Excerpts from point annotation data:
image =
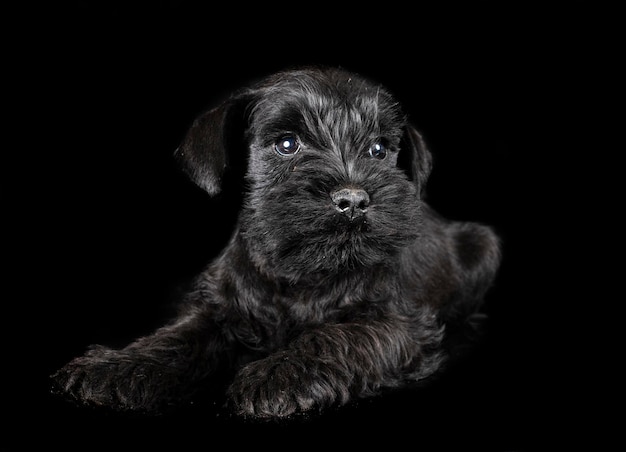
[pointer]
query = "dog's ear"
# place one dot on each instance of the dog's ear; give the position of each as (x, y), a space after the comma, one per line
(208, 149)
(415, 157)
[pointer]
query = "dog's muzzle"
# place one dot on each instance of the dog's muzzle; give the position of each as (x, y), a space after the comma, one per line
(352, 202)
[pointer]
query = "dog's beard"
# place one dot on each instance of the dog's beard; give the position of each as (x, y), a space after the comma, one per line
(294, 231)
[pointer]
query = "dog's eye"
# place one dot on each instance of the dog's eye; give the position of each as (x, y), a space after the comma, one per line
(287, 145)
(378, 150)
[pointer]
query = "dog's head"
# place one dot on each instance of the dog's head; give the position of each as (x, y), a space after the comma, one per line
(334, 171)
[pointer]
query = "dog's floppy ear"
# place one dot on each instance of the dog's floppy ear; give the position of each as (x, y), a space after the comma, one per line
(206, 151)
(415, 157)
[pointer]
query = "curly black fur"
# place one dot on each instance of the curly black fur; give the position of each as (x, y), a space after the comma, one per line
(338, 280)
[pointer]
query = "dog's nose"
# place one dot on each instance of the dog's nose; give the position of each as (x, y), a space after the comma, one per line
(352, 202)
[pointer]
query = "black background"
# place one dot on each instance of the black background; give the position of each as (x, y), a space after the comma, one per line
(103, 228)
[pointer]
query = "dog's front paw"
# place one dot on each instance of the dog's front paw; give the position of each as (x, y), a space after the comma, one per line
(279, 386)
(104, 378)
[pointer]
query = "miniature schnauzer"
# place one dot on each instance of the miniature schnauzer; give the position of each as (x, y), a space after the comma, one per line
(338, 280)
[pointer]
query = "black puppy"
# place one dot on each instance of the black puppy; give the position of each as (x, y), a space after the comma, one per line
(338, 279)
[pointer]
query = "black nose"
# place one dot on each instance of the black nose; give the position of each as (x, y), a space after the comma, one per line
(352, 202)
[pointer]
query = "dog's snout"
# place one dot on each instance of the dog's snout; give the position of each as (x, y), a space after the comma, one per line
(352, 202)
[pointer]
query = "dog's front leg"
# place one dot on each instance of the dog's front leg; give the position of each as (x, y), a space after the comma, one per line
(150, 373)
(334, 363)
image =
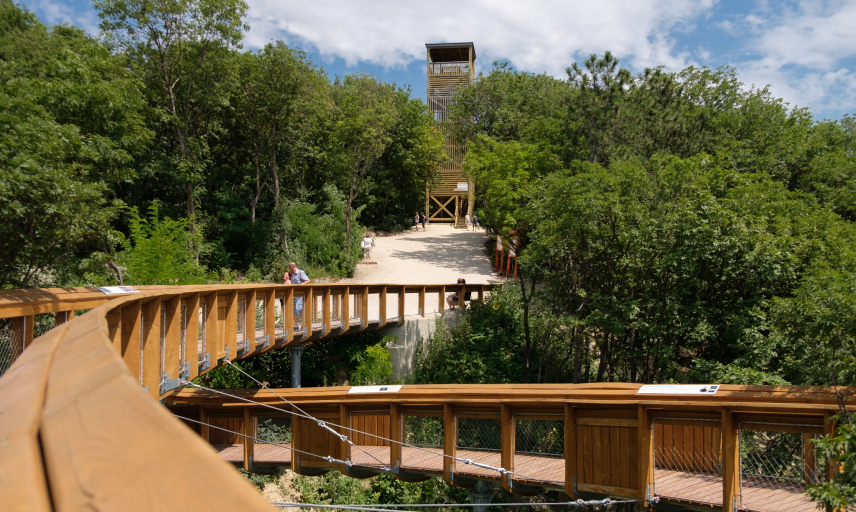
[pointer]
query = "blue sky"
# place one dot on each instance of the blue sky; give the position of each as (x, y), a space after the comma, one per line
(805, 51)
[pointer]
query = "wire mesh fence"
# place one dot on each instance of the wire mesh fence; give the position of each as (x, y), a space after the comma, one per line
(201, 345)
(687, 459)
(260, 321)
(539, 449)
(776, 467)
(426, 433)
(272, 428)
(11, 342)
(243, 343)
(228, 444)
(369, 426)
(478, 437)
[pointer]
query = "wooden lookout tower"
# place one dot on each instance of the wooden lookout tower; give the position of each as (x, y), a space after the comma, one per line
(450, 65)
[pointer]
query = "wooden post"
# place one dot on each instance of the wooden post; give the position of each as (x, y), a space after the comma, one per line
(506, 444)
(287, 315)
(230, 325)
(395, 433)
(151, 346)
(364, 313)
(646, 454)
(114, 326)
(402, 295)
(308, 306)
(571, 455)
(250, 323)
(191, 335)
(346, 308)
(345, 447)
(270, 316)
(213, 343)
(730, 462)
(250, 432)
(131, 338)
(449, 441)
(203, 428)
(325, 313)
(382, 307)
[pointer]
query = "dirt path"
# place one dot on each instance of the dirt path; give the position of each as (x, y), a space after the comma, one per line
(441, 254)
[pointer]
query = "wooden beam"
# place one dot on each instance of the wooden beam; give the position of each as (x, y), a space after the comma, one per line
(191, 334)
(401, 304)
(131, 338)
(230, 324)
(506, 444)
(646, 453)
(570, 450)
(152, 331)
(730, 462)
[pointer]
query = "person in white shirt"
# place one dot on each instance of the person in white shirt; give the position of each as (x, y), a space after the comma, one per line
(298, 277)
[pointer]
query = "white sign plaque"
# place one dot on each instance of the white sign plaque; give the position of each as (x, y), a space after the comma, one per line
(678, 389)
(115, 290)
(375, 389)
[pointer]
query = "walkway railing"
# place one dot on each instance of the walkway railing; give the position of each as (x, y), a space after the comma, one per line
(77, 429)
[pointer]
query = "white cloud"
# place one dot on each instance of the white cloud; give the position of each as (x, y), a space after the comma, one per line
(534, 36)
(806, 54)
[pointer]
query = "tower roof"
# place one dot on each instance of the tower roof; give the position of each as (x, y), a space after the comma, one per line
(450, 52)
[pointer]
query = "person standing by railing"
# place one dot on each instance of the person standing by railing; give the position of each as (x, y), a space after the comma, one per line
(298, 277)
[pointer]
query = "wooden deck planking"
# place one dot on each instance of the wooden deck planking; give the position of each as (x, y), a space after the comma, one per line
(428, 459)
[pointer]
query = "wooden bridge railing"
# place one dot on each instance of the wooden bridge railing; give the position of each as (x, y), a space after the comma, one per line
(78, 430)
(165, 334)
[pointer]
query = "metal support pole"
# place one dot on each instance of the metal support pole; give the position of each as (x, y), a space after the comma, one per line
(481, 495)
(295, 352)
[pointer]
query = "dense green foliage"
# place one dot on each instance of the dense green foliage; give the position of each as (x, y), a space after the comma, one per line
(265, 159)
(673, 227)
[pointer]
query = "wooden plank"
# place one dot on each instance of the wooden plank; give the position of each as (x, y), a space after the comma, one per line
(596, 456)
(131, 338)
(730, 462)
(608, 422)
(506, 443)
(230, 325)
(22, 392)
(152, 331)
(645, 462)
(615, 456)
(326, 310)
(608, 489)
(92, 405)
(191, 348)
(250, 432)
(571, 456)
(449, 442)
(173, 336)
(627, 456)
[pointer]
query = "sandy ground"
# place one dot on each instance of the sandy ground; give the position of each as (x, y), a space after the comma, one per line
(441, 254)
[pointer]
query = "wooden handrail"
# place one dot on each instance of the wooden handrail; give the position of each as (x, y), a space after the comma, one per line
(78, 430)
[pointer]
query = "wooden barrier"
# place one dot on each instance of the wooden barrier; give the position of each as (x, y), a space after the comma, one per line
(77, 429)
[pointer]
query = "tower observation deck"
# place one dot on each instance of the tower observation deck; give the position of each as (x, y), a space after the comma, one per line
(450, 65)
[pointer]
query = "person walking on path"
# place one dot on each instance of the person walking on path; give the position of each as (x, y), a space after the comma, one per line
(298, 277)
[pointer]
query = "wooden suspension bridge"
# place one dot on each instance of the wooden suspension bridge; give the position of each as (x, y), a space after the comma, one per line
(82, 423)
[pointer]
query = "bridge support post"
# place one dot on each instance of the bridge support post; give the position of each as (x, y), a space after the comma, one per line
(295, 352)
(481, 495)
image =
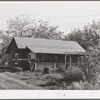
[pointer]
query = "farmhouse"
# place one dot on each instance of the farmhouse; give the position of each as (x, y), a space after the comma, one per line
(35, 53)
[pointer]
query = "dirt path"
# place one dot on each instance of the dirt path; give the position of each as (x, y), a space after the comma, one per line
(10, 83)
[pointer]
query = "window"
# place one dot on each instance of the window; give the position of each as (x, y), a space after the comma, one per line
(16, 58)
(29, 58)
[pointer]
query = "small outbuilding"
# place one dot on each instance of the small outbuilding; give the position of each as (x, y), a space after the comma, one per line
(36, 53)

| Requirement |
Output each line exactly; omit every picture.

| Output below |
image =
[pointer]
query = "dog's ear"
# place one dot on each instance of the dog's ear; give the position of each as (x, y), a space after the comma, one per line
(208, 149)
(415, 157)
[pointer]
query = "dog's muzzle"
# place one dot on each instance of the dog's muzzle; give the position of each as (x, y), a space after the comma, one per line
(352, 202)
[pointer]
query = "dog's beard"
# place one dot on each instance of the dog's beard; give the position of each as (x, y), a space after the comma, one per line
(294, 231)
[pointer]
query = "dog's eye"
# place one dot on each instance of the dog's eye; give the position of each as (x, y), a space after the comma, one per line
(287, 145)
(378, 150)
[pointer]
query = "dog's head"
# place one dot on each instance of the dog's head; give the position of each as (x, y), a space after the comma, one per line
(334, 171)
[pointer]
query = "dog's floppy ear"
# place one dot on each instance of the dog's floppy ear; give the position of each as (x, y), a space after the comma, one per line
(206, 151)
(415, 157)
[pointer]
query = "curly black fur"
# place one dot on each instance of the curly black fur; give the position of each as (x, y), a space after the comma, one per line
(338, 280)
[pointer]
query = "dog's nose"
# place one dot on each instance of the dog's nose; give the position of each as (x, y), a space after the comma, one per line
(352, 202)
[pointer]
query = "black background"
# place one dot on each instance of the black background; give the position of each as (x, y), a space after the comma, one per line
(103, 228)
[pointer]
query = "dog's front paw"
# place one dot on each instance of the dog's front paw; give the position of each as (x, y), a space after the comma, one per line
(279, 386)
(104, 378)
[pointer]
query = "miniature schnauzer"
# place one dot on each instance of the miniature schnauzer; give the position of each as (x, y), a space after the comma, one per line
(338, 280)
[pointer]
query = "black puppy"
# place one dot on each instance of the black puppy; give the position of each as (x, y), a space after the comma, one per line
(338, 279)
[pointer]
query = "black nose"
# place one dot on each instance of the black nose; give the position of each as (x, y), a space after the comma, one per line
(352, 202)
[pointer]
query = "dog's snout"
# place one dot on each instance of the dog's snout; give the position of each as (x, y), a space after the comma, one per line
(352, 202)
[pointer]
query = "dog's front leg"
# place one dot on each instance of the dog's front leg; give the position of each as (x, y), a space after the comma, one per line
(150, 373)
(334, 363)
image =
[pointer]
query = "blue sky"
# place one dot on each instance of the blue sky; give the position of each as (x, y), a space after the comma, one per line
(805, 51)
[pointer]
query = "wire mesh fence"
# place one dot on each instance of the wire mesh fence; give the position of each as (x, y), a space after the comma, one per line
(201, 345)
(687, 459)
(260, 321)
(539, 449)
(776, 467)
(426, 433)
(272, 428)
(11, 342)
(243, 343)
(228, 444)
(369, 426)
(478, 437)
[pointer]
query = "wooden lookout tower"
# place one dot on each instance of the wooden lookout tower; give the position of each as (x, y), a space after the comma, one per line
(450, 65)
[pointer]
query = "wooden post"
# place one dot on each instance of the wooden post; give the position of each as (x, y), a space after the comma, one per line
(506, 444)
(287, 315)
(230, 325)
(395, 433)
(151, 346)
(364, 313)
(646, 454)
(114, 326)
(402, 295)
(308, 306)
(571, 455)
(250, 323)
(191, 335)
(346, 308)
(345, 447)
(270, 316)
(213, 343)
(730, 462)
(250, 432)
(131, 338)
(449, 441)
(203, 428)
(325, 313)
(382, 307)
[pointer]
query = "dirt path"
# place one dot on each instance of the dirt path; give the position of each as (x, y), a space after the comma, one per line
(441, 254)
[pointer]
query = "wooden beam"
# place one dot on each instance of the wooden beam; give the position of each as (x, y), a space after the comma, one per line
(191, 334)
(401, 304)
(131, 338)
(230, 324)
(506, 444)
(646, 453)
(570, 450)
(152, 331)
(730, 462)
[pointer]
query = "person in white shirt"
# place one dot on each instance of the person in white shirt; give the position of each as (x, y), a space after the comma, one per line
(298, 277)
[pointer]
query = "white sign plaque"
# place one dot on each instance of the white sign plaque; give the position of each as (x, y), a space after the comma, one per line
(678, 389)
(115, 290)
(375, 389)
[pointer]
query = "walkway railing"
# place one dot on each instance of the walkway railing; give the position of each as (x, y), a space after the comma, one per line
(77, 429)
[pointer]
query = "white cloud"
# place one dot on each instance of the white cloud; give the position of each as (x, y), a space after the comma, one per line
(534, 36)
(806, 54)
[pointer]
query = "tower roof"
# place one dot on each instance of the tower roof; give the position of each as (x, y), a space after the comma, one per line
(450, 52)
[pointer]
query = "person standing by railing"
# place one dot on each instance of the person standing by railing; give the position of each as (x, y), a space after the comma, one per line
(298, 277)
[pointer]
query = "wooden deck planking"
# place one dot on each instance of the wooden deck planking; give the position of each as (x, y), a space after the comma, one per line
(428, 459)
[pointer]
query = "wooden bridge railing"
# place one dot on each instance of the wooden bridge railing; give the position of each as (x, y), a space after the comma, one per line
(78, 430)
(165, 334)
[pointer]
query = "metal support pole"
# place one dot on each instance of the metal support pole; give the position of each as (x, y), a space after the comma, one per line
(481, 495)
(295, 352)
[pointer]
query = "dense green foliage"
# place one dot on each instance of the dense green foliage; give the position of each as (x, y), a space after the comma, one per line
(265, 159)
(673, 227)
[pointer]
query = "wooden plank"
# place one dot on each instance of the wooden plank; give the position of each as (x, y), a space after the comma, one per line
(596, 456)
(131, 338)
(730, 462)
(608, 422)
(506, 443)
(230, 325)
(22, 392)
(152, 331)
(645, 462)
(615, 456)
(326, 310)
(608, 489)
(92, 405)
(191, 348)
(250, 432)
(571, 456)
(449, 442)
(173, 336)
(627, 456)
[pointer]
query = "sandy ground"
# place one dot on each instance of the sandy ground; give the position of each as (x, y), a space after the comma, one per line
(441, 254)
[pointer]
query = "wooden handrail"
# place one dot on each instance of the wooden handrail; give the position of each as (x, y), a space after the comma, one per line
(78, 430)
[pointer]
query = "wooden barrier"
# place one dot on each instance of the wooden barrier; give the position of each as (x, y), a space after the comma, one per line
(77, 429)
[pointer]
query = "tower observation deck"
# place one dot on each instance of the tower observation deck; give the position of each as (x, y), a space after the comma, one per line
(450, 65)
[pointer]
query = "person walking on path"
# place one dot on each instance of the person walking on path; give the position of each as (x, y), a space after the comma, one per line
(298, 277)
[pointer]
query = "wooden suspension bridge"
# place one dot on each instance of the wooden suspension bridge; give the position of each as (x, y), a space after the comma, one per line
(82, 423)
[pointer]
query = "bridge support post"
# place one dot on each instance of the bridge support post; give the position of each as (x, y), a space after the comma, one per line
(295, 352)
(481, 495)
image =
[pointer]
query = "farmhouse"
# place one dot on each instance of the farmhouse; give the position of each as (x, y), a space after the comma, one per line
(35, 53)
[pointer]
query = "dirt path"
# place one dot on each instance of the dirt path; give the position of each as (x, y), a space after the comma, one per line
(10, 83)
[pointer]
query = "window"
# place one dot on each instance of the window; give the position of each as (x, y), a space after the comma, one per line
(16, 58)
(29, 58)
[pointer]
query = "small outbuilding"
# place one dot on each instance of the small outbuilding; give the position of each as (x, y), a space after the comma, one per line
(36, 53)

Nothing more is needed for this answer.